* HOW TO COMPLETE THIS TASK *
Output the listing below in full, exactly as written.

* THE DATA *
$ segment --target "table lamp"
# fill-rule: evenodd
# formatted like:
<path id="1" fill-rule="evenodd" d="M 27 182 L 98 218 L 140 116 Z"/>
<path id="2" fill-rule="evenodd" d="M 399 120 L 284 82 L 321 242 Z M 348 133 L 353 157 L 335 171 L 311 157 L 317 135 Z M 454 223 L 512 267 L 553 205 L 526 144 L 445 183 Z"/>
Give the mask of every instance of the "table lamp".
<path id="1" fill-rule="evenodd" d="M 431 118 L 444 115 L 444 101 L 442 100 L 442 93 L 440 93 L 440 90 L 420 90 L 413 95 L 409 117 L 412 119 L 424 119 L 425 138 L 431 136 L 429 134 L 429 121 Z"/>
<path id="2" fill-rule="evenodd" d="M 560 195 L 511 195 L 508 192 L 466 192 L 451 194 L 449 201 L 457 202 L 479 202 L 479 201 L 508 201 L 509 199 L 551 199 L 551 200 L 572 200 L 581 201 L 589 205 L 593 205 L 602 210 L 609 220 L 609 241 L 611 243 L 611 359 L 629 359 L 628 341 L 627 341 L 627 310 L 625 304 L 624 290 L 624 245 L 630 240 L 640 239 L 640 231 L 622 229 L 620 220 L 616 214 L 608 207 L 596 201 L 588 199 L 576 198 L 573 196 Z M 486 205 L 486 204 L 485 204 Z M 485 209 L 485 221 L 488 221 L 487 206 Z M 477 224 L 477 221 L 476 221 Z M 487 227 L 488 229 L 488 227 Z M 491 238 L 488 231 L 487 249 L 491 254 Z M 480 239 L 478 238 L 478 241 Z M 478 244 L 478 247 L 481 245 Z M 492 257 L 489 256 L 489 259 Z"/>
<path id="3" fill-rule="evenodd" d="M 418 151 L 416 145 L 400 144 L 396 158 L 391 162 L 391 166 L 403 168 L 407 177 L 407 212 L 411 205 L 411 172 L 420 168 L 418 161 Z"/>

* FINISHED TASK *
$ segment --target "table lamp"
# fill-rule: evenodd
# formatted like:
<path id="1" fill-rule="evenodd" d="M 27 182 L 98 218 L 140 116 Z"/>
<path id="2" fill-rule="evenodd" d="M 399 120 L 284 82 L 321 242 Z M 348 133 L 353 157 L 335 171 L 311 157 L 317 135 Z M 454 223 L 512 267 L 553 205 L 526 144 L 445 183 Z"/>
Give the mask of every instance of the "table lamp".
<path id="1" fill-rule="evenodd" d="M 431 118 L 444 115 L 444 101 L 442 100 L 442 93 L 440 93 L 440 90 L 420 90 L 413 95 L 409 117 L 412 119 L 424 119 L 425 138 L 431 136 L 429 134 L 429 121 Z"/>
<path id="2" fill-rule="evenodd" d="M 560 195 L 511 195 L 508 192 L 466 192 L 451 194 L 449 201 L 457 202 L 479 202 L 479 201 L 508 201 L 509 199 L 551 199 L 551 200 L 572 200 L 581 201 L 589 205 L 593 205 L 602 210 L 609 220 L 609 241 L 611 243 L 611 359 L 629 359 L 628 341 L 627 341 L 627 310 L 625 304 L 624 290 L 624 245 L 630 240 L 640 239 L 640 231 L 622 229 L 620 220 L 616 214 L 608 207 L 596 201 L 588 199 L 576 198 L 573 196 Z M 486 205 L 486 204 L 485 204 Z M 485 209 L 485 221 L 488 221 L 487 206 Z M 477 224 L 477 221 L 476 221 Z M 487 227 L 488 229 L 488 227 Z M 491 238 L 488 231 L 487 249 L 491 254 Z M 480 239 L 478 238 L 478 241 Z M 478 244 L 478 247 L 481 245 Z M 492 257 L 489 256 L 489 259 Z"/>
<path id="3" fill-rule="evenodd" d="M 418 151 L 416 145 L 400 144 L 396 158 L 391 162 L 391 166 L 403 168 L 407 177 L 407 212 L 411 205 L 411 172 L 420 168 L 418 161 Z"/>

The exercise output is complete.